begin EXERCISE INPUT
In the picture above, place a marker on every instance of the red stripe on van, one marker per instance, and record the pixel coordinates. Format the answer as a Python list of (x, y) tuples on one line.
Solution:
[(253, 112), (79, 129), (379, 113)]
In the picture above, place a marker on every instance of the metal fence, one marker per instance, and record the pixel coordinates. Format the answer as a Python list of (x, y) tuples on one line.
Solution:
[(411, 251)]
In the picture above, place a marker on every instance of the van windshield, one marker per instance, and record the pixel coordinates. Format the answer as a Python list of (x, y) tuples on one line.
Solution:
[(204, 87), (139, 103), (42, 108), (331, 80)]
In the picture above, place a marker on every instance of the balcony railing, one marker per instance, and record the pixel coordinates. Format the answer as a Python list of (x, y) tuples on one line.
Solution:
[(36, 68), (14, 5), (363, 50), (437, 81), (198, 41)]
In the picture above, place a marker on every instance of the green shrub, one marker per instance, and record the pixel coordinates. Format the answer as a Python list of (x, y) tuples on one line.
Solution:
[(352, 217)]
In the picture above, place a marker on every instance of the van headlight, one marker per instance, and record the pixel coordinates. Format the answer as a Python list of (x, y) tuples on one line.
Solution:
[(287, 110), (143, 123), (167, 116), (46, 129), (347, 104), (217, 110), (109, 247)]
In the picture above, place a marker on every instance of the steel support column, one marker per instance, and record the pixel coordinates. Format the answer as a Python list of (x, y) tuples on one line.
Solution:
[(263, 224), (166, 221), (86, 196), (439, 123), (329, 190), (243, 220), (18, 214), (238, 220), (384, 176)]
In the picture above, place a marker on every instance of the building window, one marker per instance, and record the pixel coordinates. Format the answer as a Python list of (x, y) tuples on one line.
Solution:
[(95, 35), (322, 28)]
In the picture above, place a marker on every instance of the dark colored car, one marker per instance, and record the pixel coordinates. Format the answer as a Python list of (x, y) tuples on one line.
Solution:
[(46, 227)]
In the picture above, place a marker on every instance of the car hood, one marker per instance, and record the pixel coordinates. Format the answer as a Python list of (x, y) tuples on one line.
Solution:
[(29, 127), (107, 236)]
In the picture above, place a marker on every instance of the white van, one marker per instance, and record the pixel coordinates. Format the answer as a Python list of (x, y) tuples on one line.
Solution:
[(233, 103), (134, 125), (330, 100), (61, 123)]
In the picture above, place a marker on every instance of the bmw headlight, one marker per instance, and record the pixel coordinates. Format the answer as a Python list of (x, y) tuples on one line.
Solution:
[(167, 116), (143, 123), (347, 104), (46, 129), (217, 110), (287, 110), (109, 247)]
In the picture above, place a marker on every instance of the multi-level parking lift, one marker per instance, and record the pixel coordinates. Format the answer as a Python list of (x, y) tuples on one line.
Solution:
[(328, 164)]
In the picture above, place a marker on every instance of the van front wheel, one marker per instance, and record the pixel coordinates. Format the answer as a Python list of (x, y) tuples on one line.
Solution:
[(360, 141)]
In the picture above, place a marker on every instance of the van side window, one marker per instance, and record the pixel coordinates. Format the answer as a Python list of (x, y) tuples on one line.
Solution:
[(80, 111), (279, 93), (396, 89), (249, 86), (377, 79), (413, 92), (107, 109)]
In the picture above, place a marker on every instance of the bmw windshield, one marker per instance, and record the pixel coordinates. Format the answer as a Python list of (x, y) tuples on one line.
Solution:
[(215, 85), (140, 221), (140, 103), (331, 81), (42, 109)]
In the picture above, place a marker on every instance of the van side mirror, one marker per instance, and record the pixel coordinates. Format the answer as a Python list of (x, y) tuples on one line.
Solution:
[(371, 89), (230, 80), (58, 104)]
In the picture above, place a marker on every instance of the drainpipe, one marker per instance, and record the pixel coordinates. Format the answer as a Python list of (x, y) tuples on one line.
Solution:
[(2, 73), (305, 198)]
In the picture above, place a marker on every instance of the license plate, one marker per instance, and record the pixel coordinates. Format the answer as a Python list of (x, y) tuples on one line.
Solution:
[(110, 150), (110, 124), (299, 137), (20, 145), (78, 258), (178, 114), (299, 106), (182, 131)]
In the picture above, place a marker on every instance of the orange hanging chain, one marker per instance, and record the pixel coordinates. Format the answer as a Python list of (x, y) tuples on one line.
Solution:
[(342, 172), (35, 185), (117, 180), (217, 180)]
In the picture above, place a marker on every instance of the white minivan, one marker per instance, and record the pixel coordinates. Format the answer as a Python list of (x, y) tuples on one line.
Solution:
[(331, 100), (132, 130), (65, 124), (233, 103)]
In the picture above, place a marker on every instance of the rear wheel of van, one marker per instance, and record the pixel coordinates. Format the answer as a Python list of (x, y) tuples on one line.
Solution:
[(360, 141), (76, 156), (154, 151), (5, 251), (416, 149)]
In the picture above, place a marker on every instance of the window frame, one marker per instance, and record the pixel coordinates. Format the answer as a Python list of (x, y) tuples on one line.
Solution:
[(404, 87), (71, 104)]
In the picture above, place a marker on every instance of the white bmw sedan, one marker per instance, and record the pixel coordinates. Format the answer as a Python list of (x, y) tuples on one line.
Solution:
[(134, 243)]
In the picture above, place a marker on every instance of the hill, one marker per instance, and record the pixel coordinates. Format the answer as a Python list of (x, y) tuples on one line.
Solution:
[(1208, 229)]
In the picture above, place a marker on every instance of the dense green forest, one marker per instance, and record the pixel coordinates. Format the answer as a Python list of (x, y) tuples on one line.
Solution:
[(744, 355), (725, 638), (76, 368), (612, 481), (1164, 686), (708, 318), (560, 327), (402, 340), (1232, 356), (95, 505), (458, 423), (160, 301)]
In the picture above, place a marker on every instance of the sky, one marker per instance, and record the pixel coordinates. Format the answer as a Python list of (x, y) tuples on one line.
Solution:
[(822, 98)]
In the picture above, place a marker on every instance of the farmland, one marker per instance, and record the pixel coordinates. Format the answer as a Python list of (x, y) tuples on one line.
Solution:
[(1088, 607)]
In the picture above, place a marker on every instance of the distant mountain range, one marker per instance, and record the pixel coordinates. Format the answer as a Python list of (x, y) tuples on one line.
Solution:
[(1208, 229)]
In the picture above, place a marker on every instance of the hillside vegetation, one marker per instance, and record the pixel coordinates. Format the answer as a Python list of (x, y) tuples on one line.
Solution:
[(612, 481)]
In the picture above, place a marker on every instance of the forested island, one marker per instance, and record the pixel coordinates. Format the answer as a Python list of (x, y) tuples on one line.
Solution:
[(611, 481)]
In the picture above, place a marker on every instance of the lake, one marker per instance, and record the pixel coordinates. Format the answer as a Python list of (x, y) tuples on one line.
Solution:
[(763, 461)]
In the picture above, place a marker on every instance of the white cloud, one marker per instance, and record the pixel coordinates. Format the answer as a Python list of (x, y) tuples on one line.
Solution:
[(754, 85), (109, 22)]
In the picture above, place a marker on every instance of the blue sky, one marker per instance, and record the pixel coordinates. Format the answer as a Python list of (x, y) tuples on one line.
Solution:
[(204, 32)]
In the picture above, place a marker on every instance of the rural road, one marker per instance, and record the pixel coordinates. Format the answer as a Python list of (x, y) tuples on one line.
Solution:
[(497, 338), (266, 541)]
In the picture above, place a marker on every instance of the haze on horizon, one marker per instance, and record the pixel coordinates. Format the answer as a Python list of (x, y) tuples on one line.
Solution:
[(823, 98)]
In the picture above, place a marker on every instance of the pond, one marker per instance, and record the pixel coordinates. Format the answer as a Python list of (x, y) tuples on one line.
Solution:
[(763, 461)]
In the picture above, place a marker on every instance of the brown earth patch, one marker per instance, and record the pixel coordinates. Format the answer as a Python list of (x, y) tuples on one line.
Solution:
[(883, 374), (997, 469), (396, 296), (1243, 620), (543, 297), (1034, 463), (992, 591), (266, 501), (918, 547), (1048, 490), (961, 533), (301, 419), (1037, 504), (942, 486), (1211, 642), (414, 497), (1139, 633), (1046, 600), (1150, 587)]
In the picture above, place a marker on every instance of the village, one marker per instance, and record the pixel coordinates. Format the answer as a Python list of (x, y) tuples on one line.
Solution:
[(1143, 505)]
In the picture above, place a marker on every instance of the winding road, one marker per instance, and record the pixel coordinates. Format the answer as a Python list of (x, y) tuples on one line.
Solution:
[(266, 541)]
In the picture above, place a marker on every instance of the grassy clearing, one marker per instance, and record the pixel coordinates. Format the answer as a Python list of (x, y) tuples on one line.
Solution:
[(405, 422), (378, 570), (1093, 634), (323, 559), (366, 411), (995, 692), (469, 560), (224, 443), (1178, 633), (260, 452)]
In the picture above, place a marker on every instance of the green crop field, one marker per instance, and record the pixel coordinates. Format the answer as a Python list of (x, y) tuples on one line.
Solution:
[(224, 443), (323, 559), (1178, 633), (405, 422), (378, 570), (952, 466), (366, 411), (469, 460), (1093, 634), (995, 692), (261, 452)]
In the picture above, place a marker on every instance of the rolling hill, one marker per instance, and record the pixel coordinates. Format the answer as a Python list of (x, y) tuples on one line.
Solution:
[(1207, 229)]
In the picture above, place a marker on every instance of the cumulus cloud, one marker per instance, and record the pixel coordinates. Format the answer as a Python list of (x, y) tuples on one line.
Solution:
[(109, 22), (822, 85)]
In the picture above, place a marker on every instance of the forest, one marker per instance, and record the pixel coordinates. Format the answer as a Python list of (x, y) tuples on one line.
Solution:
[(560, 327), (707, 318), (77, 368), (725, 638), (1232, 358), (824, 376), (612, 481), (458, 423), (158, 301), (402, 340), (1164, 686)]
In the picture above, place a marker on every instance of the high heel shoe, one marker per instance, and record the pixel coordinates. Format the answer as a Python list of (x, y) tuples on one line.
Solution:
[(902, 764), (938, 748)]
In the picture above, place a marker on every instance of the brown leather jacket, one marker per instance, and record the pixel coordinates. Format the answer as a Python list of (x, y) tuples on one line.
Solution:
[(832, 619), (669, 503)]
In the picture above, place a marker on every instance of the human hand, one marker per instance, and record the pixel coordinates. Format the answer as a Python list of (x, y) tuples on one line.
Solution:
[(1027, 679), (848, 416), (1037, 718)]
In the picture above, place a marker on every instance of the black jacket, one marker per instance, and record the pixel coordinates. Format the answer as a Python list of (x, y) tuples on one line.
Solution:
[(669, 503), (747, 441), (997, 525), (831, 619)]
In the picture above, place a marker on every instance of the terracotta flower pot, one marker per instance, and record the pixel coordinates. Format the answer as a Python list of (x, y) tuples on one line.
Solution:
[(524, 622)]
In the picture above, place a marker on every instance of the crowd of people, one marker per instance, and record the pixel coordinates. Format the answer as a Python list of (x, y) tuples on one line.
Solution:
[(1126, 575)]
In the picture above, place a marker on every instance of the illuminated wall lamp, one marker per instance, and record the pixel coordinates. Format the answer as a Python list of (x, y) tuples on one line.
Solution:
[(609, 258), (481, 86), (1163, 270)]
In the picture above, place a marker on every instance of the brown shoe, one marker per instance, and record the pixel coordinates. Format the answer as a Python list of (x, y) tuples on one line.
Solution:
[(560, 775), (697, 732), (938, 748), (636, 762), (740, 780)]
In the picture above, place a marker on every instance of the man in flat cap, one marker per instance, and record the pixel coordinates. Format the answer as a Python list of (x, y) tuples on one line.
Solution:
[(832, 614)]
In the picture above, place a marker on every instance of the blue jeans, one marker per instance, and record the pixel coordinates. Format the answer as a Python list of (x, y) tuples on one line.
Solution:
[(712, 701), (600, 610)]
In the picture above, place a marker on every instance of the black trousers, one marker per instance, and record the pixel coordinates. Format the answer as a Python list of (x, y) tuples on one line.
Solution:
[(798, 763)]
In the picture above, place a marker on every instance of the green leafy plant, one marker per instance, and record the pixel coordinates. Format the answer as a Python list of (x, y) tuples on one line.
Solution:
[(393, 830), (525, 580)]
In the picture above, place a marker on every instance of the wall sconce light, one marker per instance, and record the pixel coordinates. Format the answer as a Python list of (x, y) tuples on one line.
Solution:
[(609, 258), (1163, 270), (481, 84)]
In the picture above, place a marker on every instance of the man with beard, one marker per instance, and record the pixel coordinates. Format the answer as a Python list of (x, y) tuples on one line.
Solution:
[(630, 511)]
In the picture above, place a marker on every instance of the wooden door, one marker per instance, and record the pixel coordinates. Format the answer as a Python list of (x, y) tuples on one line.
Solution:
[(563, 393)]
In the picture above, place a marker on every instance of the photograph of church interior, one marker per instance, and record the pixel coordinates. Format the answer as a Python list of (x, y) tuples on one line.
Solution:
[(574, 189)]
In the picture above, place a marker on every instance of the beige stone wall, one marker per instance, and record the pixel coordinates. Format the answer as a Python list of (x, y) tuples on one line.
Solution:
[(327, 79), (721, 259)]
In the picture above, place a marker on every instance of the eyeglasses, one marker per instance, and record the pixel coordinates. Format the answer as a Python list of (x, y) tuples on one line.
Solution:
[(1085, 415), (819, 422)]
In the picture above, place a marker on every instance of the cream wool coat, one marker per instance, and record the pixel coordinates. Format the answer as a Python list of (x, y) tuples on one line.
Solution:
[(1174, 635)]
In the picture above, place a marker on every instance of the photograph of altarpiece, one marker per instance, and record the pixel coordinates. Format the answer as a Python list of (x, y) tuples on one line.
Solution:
end EXERCISE INPUT
• WHAT THIS TASK INVOLVES
Please lay out the items starting at the line containing "of the forested" and ending at the line containing "[(611, 481)]" as a two-column CSV with the headers item and answer. Give one row per item, putting its text and its answer each in a single quoted field with line breaks replaced by spaces.

• FINISHED ANSWER
item,answer
"In the picture above, place a marker on every instance of the forested island, one marker per instance, and record the pixel coordinates. Format the answer as a Python list of (x, y) tuples on one line. Solution:","[(611, 481)]"